++++ Passage provided

This past Memorial Day Sunday, the family went to a drive-in to see Madagascar.  With Claire unable to sit still in a theater for two hours (at least the last time we checked), it is our only option for a family movie.  I’m not partial to drive-ins, but the womenfolk like them.  Last weekend it was Kicking and Screaming which was lame, but Madagascar was pretty good.

Because it was a busy holiday weekend, Chris and I decided to get there an hour early and, without an afternoon nap, Claire fell asleep on the way there.  Perfect timing!  For the rest of the evening, Chris implored everyone to be quiet in hopes that she would sleep through the entire movie.

The spot we chose had a clear view of the screen.  As usual, we parked in backward and opened up the rear lift gate so the girls, lying on blankets on the flat minivan floor, could see.  We were on folding chairs in front of the bumper.  The first space between our van and the screen was unoccupied.  As the parking lot filled up, the spot remained unoccupied because it was little skinnier than most and hard to turn into, but as the evening wore on, more and more vehicles were tempted by it.  A car or two pulled in, but only to continue pulling through.

But a few minutes before previews started, a minivan pulled in the spot and parked.  The van obstructed our view of the bottom half of the screen.  With their tailgate up it was sure to block even more of the screen.  Chris, apparently unfazed by not being able to see a movie the family paid to see, deemed it my responsibility to raise a fuss and get the newly arriving van to move.

Now I hate confrontations with strangers.  I try to avoid them like the plague.  (Interestingly, I don’t mind getting snippy with friends.)   I figured that if I made a fuss, then one (or two) families are likely to have a bad evening.  And besides, I really didn’t have any reason to tell them they couldn’t take the spot.  It’s a free country after all (at least until the government deems you a “person of interest”), so I went looking for another spot to move our van to.

As luck would have it, there was a spot the next row back.  When told Chris that I had found a spot, she was less than enthused because we were already settled, but she allowed me to move the minivan with only a modicum of grumbling.  We dropped the lift gate with the girls still on the van floor and I managed to maneuver to the new spot, another skinny one, after a few zig-zags.  The girls giggled as they rolled around in the back as the car moved.  We raised the trunk and after a couple of trips back to the original spot to pick up the folding chairs and junk food we were once again settled.  Claire remained fast asleep in her car seat.  Score!  I was relieved that I was able to solve the issue without having to annoy any of my fellow moviegoers.

++++++++

* **Task A**
In the drive-in story, what movie did the family see the weekend before Madagascar?
* **Task B**
Using the drive-in story, mark each statement yes or no and quote the words that decide it: (i) The family parked backward and opened the rear lift gate. (ii) The spot they moved to was roomy and easy to pull into. (iii) Claire woke up while the van was being moved.
* **Task C**
Write what comes next in the drive-in story, picking up after its last sentence.

++++ Data entries

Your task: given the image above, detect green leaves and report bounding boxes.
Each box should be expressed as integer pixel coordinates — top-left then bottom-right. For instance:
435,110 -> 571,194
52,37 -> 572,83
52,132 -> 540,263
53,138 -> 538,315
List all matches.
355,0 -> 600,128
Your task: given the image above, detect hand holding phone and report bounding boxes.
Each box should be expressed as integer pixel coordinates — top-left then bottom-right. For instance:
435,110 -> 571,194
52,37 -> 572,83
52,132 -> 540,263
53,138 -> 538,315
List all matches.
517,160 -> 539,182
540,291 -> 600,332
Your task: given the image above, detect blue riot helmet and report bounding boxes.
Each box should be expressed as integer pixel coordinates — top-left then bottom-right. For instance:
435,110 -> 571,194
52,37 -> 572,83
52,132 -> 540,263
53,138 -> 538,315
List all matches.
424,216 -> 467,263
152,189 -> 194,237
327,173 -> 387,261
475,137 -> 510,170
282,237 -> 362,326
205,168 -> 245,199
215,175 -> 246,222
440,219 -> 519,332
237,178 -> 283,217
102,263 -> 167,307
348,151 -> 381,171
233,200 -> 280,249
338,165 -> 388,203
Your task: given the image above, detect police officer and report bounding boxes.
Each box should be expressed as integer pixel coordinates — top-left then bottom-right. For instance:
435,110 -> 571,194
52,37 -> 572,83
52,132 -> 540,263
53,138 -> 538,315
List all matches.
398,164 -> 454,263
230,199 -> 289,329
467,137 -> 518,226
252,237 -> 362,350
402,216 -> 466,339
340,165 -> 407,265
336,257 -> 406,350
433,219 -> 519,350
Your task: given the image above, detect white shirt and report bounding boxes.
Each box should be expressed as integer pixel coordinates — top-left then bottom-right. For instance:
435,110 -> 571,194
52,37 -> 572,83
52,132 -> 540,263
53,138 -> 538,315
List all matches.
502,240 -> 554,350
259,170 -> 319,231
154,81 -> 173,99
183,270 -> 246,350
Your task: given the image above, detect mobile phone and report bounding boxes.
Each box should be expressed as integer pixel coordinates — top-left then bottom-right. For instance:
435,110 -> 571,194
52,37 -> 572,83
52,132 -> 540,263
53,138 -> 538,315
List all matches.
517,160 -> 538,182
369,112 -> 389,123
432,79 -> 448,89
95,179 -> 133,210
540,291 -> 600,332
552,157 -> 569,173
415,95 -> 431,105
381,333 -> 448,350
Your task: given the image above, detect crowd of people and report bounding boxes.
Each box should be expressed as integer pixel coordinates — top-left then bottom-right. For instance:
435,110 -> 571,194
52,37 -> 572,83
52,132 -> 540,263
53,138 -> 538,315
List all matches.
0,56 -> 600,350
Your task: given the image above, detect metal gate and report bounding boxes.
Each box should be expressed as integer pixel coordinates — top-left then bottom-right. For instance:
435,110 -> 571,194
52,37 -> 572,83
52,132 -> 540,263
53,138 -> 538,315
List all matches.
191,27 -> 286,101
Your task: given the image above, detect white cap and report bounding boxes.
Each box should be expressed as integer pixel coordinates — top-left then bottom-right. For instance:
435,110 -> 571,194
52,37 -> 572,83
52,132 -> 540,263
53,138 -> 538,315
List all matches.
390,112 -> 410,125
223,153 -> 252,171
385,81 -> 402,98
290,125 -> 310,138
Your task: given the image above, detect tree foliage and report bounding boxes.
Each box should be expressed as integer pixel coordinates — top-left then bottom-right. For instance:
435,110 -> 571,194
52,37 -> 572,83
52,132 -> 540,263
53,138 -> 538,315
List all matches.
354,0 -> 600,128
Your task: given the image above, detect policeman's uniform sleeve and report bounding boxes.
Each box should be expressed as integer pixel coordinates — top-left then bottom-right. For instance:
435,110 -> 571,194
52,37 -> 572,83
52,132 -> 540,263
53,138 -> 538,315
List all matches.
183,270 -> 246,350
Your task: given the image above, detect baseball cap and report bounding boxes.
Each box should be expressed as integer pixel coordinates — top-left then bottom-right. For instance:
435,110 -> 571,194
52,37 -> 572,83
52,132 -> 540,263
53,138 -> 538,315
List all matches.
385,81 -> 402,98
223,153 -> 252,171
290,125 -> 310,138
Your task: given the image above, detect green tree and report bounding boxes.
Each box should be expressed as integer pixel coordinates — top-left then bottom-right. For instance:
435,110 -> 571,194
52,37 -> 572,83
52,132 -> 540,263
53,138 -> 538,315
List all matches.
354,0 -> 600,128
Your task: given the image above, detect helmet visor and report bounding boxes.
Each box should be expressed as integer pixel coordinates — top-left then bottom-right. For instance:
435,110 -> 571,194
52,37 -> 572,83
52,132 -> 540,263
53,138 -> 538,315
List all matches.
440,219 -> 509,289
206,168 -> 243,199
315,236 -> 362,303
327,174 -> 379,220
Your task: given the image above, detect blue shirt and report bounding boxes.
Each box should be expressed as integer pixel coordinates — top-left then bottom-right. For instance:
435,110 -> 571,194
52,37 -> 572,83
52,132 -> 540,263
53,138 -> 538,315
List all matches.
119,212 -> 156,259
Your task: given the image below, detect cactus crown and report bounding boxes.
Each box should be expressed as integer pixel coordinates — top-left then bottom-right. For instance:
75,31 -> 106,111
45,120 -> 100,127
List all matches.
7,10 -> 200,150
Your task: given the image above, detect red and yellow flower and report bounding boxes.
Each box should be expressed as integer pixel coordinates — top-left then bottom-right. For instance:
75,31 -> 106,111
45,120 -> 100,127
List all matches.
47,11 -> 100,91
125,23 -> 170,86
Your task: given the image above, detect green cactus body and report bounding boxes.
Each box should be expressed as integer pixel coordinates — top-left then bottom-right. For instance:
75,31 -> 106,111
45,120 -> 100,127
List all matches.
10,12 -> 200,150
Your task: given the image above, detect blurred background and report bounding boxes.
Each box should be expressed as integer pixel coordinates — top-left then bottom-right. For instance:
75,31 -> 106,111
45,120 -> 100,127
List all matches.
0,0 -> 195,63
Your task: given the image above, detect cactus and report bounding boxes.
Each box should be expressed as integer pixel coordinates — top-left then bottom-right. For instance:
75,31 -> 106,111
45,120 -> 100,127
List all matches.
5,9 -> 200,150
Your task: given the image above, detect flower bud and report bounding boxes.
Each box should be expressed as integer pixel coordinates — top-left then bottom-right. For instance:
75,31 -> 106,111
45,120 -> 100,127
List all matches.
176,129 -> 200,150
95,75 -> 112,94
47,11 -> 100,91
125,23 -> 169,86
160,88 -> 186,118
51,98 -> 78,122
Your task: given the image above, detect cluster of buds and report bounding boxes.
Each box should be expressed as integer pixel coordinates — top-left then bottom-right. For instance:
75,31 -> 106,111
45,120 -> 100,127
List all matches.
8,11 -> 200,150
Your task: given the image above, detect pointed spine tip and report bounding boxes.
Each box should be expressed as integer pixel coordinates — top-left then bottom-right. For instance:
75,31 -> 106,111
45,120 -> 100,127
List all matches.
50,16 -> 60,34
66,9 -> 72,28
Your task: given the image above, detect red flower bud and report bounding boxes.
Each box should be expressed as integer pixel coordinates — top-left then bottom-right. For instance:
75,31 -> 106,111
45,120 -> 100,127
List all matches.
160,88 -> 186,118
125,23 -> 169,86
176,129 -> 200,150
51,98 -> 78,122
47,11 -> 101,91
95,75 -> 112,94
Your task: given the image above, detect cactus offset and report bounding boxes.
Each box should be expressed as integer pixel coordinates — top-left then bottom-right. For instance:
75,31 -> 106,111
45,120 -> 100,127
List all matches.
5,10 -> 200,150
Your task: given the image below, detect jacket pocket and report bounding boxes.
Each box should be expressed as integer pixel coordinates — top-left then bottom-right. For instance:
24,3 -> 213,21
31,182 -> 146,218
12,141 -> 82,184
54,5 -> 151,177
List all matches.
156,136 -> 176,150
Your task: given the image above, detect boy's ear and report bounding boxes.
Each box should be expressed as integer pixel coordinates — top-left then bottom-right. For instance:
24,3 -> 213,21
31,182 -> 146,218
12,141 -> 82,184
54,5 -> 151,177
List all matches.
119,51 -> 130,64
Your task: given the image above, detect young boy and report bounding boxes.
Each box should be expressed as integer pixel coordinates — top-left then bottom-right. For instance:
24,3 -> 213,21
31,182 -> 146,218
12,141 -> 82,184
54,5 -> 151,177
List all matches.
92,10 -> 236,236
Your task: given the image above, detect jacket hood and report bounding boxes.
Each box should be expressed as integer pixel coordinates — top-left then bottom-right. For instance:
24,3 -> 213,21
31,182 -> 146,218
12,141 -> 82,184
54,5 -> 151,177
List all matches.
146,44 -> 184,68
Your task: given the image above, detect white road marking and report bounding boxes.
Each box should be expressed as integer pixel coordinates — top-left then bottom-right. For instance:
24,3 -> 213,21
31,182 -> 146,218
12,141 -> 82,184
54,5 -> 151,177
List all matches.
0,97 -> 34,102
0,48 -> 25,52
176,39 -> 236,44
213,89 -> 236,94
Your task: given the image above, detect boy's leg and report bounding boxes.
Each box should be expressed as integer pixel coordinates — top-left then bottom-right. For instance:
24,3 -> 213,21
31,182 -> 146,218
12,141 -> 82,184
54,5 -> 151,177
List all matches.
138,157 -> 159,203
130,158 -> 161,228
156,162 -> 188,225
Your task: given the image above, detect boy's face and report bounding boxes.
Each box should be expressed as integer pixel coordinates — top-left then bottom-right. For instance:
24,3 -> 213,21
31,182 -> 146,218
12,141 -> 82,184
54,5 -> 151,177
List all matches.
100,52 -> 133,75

++++++++

* **Reply A**
Kicking and Screaming.

* **Reply B**
(i) Yes: "we parked in backward and opened up the rear lift gate"
(ii) No: "another skinny one, after a few zig-zags"
(iii) No: "Claire remained fast asleep in her car seat."

* **Reply C**
But for the evening’s vicissitudes, I earned no Karma…

A woman from a vehicle parked behind my new location, now decided to confront me.  She insisted that I lower my lift gate so she could see.  I declined to share with her the irony of the situation and told her I would try to see what I could do.

I had a short bungee cord in the trunk for tying down Claire’s stroller.  I hooked one end of it over the inside lift gate handle but found nothing to attach the other end to.  It was too short for everything but my folding chair.  If I sat down and didn’t move my chair, we’d be set.

At least until her husband stopped by and said that wasn’t good enough.  He said that security would stop by shortly and tell me to lower it more.  I knew it to be pure BS as over half of the vehicles in my row were minivans and most of them had their lift gate up much higher than mine.  But I had tried my best to be accommodating, so I wasn’t feeling guilty.  My neighbors understood my predicament.  The guy on Chris’s side, with his family in the back of a pickup truck, saw me flummoxed by my too-short bungee cord and offered me a cam buckle tie-down strap.  With one end hooked over the lift gate door handle and the other hooked over the rear window latch, I was able to winch down the trunk until it was a few inches above Chris’s head as she sat in the folding chair.  Low enough for the highest part of the curved trunk to be well below the roofline of the van.  Very cocoon-like.

It was enough to keep the peace; they didn’t bug me again.  Just in case, I will be going to Sears (now that I know what that kind of strap is called) before our next drive-in movie night.